Task objective: Reproduce all the lines below, request text included, and shift every pixel coordinate in the answers by -139.

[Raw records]

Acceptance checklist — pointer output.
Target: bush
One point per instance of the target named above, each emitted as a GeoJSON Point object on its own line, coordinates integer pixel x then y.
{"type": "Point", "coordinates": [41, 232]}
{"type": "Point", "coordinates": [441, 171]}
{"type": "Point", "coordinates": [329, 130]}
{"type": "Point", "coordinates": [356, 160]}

Output for this task:
Acceptance checklist — pointer output.
Target: bush
One point per instance of the target named above, each emitted as a GeoJSON Point object on its own line, coordinates integer pixel x then y.
{"type": "Point", "coordinates": [-98, 93]}
{"type": "Point", "coordinates": [302, 32]}
{"type": "Point", "coordinates": [190, -9]}
{"type": "Point", "coordinates": [217, 21]}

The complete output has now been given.